== Trecho ==
○ ○ ○
Sinopse: sofrendo de insuficiência renal, Tio Boonmee (Thanapat Saisaymar) resolveu passar os últimos dias de sua vida recolhido em uma casa perto da floresta, ao lado de entes queridos. Durante um jantar com a família, o espírito de sua esposa falecida aparece para ajudá-lo em sua jornada final. A eles se junta Boonsong, filho de Boonmee, que retorna após muito tempo metamorfoseado em outra forma de existência. Juntos, eles percorrerão o interior de uma caverna misteriosa, onde Boonmee nasceu em sua primeira vida.”
Fonte:http://www.adorocinema.com/filmes/tio-boonmee-que-pode-recordar-suas-vidas-passadas/

Antes de começar esse resenha, tenho que mostrar algumas igualdades que vão facilitar a minha escrita e a sua leitura:
“Tio Boonmee, Que Pode Recordar Suas Vidas Passadas” = “Tio Boonmee”.
“Apichatpong Weerasethakul” = “Joe”.
Nenhum animal ou regra matemática foi ferido nessa igualdade. E o próprio diretor autorizou as pessoas do ocidente a chama-lo de “Joe”. Senão eu ia começar a chamar ele de “Chacha”.

Joe é o Guimarães Rosa da Tailândia. Lógico que essa afirmação pode estar completamente errada, mas a simpatia que eu tenho pelos dois é a mesma, e talvez seja um mecanismo da minha mente tentar comparar dois artistas que eu gosto tanto.
○ ○ ○
== Instrução ==
De acordo com a sinopse do trecho, que problema de saúde tem Tio Boonmee? A listagem tem origem diferente da do trecho.

== Dados fornecidos ==
○ ○ ○
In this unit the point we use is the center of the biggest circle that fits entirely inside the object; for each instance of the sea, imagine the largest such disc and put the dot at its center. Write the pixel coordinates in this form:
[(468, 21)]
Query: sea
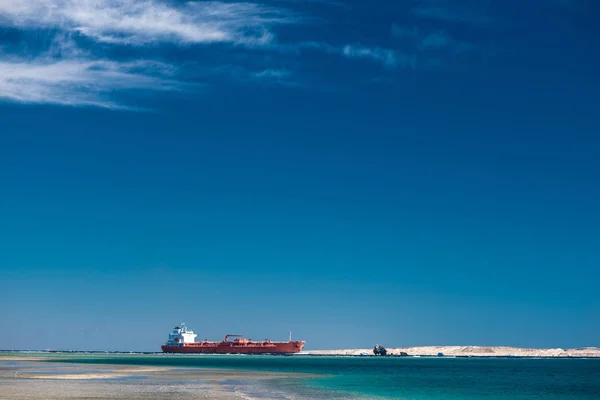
○ ○ ○
== Resolução ==
Insuficiência renal.